───── Text passage ─────

For this purpose, we use the PPLM-BoW mechanism with our ‘machine-learning’ (ml) word list and vary the prompt.

Experimental setup As we expect domain-specific questions to be longer than general questions, but shorter than domain-specific text, we set the text length to 20. We evaluate two different parameter settings for domain-specific question generation:

[MLQ-GENprompt-BoW(ml)] We set the prompt to an interrogative word (GENprompt), ‘How’ and the BoW to the ‘machine-learning’ word list.
[MLQ-MLprompt-BoW(ml)] We set the prompt to a machine learning text, ending with an interrogative word (MLprompt), ‘The model was trained on Iris dataset. How’ and the BoW to the ‘machine-learning’ word list.

We perform a qualitative evaluation by showing three good examples and three bad examples for each experiment. More examples can be found in the notebook.

Results We show the generated text in Table 3.1c with good and bad examples from each experiment.

The results show that [MLQ-GENprompt-BoW(ml)] is good at generating general questions, but not at generating machine learning specific questions.
The [MLQ-MLprompt-BoW(ml)] is quite good at generating machine learning specific questions.
Thus, the observation here is in line with experiments 3.1.a and 3.1.b. The machine learning related prompt containing an interrogative word is better at generating machine learning questions than the BoW ‘machine-learning’ list.

─────

Stated goal 1: Render the records as a Markdown table with the columns "No." and "Record line." Start at the line containing "instance: [(1102, 861)]", end at the line containing "[(652, 457)]", and leave out blank lines.
The records have no connection to the text above.

───── Entries provided ─────

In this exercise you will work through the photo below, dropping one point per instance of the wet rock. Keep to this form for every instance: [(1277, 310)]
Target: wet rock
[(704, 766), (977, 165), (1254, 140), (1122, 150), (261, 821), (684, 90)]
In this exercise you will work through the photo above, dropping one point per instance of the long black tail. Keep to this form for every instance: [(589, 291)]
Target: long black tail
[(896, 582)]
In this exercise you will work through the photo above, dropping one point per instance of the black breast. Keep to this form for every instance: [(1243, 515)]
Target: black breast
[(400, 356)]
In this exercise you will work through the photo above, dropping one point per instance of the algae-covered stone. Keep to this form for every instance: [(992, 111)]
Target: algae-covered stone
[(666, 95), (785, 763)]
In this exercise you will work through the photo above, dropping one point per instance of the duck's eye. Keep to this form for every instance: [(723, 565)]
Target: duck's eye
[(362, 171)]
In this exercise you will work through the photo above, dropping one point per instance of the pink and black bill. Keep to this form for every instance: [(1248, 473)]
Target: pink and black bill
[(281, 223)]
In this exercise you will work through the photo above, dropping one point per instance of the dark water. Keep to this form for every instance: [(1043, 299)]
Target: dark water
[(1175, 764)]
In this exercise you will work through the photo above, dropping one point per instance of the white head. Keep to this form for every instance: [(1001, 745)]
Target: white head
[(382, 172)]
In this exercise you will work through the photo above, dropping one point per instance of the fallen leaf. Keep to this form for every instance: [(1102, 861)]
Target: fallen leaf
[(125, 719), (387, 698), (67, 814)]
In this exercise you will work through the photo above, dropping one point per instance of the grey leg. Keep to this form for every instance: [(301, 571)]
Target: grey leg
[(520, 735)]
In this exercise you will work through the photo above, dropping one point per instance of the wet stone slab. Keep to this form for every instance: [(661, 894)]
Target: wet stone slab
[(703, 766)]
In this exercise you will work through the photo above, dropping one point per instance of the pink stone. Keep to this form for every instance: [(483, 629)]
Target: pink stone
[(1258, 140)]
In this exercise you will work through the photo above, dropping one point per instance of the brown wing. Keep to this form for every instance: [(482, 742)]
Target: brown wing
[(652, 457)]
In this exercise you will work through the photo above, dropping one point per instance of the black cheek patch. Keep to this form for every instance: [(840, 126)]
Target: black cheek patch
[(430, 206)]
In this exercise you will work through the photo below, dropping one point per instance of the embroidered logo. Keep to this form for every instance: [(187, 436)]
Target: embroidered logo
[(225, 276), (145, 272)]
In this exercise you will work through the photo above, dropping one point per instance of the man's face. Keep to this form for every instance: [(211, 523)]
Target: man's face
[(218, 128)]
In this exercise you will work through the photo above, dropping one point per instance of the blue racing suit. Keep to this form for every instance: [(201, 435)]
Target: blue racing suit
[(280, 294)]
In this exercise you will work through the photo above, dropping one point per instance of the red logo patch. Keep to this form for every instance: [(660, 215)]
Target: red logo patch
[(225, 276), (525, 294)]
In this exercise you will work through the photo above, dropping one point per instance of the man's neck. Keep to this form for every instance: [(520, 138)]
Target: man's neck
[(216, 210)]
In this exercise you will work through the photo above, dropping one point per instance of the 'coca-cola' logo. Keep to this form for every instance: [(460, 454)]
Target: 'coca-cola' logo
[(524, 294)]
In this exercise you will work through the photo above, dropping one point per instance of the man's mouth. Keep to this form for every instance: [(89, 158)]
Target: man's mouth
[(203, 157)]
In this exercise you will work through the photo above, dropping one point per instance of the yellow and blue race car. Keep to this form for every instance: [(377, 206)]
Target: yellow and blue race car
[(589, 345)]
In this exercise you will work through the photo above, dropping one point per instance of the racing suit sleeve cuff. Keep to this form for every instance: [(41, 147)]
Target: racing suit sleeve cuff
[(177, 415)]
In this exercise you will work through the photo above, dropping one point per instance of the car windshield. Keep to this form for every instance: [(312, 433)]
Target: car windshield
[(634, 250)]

─────

Stated goal 2: Reproduce word for word the part of the passage on question generation starting at "Results We show" and ending at "good at generating machine learning specific questions.".

Written response 1:
| No. | Record line |
|---|---|
| 1 | In this exercise you will work through the photo above, dropping one point per instance of the fallen leaf. Keep to this form for every instance: [(1102, 861)] |
| 2 | Target: fallen leaf |
| 3 | [(125, 719), (387, 698), (67, 814)] |
| 4 | In this exercise you will work through the photo above, dropping one point per instance of the grey leg. Keep to this form for every instance: [(301, 571)] |
| 5 | Target: grey leg |
| 6 | [(520, 735)] |
| 7 | In this exercise you will work through the photo above, dropping one point per instance of the wet stone slab. Keep to this form for every instance: [(661, 894)] |
| 8 | Target: wet stone slab |
| 9 | [(703, 766)] |
| 10 | In this exercise you will work through the photo above, dropping one point per instance of the pink stone. Keep to this form for every instance: [(483, 629)] |
| 11 | Target: pink stone |
| 12 | [(1258, 140)] |
| 13 | In this exercise you will work through the photo above, dropping one point per instance of the brown wing. Keep to this form for every instance: [(482, 742)] |
| 14 | Target: brown wing |
| 15 | [(652, 457)] |

Written response 2:
Results We show the generated text in Table 3.1c with good and bad examples from each experiment.

The results show that [MLQ-GENprompt-BoW(ml)] is good at generating general questions, but not at generating machine learning specific questions.
The [MLQ-MLprompt-BoW(ml)] is quite good at generating machine learning specific questions.